### REQUIRED TASK
Please gather every line of the records below that contains the string "chrome".

### MATERIAL SHOWN
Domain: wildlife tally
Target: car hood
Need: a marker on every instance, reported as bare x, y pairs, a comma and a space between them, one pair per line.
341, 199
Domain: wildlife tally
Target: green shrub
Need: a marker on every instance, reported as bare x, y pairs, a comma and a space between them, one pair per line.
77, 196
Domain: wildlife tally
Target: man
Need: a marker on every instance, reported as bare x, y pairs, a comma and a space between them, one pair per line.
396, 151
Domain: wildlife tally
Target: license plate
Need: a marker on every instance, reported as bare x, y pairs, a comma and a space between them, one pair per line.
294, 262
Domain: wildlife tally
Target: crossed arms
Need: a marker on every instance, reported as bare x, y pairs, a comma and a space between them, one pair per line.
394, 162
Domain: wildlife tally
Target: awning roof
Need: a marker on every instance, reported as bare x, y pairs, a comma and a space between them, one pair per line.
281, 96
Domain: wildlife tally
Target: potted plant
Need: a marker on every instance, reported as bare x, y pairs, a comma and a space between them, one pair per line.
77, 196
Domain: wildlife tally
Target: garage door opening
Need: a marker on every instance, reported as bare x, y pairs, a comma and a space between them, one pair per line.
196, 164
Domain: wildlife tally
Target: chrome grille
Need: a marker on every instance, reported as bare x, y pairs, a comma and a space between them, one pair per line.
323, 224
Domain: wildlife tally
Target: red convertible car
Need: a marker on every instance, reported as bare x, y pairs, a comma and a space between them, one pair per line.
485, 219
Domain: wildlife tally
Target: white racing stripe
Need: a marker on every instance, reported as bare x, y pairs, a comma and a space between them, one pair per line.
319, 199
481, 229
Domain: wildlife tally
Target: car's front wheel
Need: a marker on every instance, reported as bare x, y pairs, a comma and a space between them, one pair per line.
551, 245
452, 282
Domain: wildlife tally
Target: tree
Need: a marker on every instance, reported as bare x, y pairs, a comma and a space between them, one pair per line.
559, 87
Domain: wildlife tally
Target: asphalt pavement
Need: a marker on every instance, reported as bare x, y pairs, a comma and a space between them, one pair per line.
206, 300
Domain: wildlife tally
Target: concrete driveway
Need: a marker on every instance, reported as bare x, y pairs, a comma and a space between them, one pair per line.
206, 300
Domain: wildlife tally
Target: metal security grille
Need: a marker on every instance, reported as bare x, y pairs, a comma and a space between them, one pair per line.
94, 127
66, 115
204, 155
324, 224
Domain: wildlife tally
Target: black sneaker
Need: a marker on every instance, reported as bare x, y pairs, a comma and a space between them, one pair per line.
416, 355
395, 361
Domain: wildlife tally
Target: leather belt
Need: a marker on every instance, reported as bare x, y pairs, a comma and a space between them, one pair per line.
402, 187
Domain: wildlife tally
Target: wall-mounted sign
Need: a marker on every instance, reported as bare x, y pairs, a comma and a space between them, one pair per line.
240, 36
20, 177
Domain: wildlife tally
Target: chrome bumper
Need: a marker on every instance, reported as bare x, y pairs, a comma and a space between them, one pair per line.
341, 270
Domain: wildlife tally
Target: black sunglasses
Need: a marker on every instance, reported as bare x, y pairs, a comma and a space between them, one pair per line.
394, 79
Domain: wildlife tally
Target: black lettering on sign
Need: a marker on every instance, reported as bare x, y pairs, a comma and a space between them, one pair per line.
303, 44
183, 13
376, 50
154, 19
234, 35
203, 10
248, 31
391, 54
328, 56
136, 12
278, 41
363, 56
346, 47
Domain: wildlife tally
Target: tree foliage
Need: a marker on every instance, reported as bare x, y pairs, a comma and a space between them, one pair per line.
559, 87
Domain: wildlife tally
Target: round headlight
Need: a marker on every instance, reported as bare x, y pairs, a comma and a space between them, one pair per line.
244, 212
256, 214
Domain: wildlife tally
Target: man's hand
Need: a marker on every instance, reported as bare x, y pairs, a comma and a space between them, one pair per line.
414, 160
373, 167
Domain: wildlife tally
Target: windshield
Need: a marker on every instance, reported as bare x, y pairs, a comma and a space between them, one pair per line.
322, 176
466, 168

### THE RESULT
Target: chrome grille
Target: chrome bumper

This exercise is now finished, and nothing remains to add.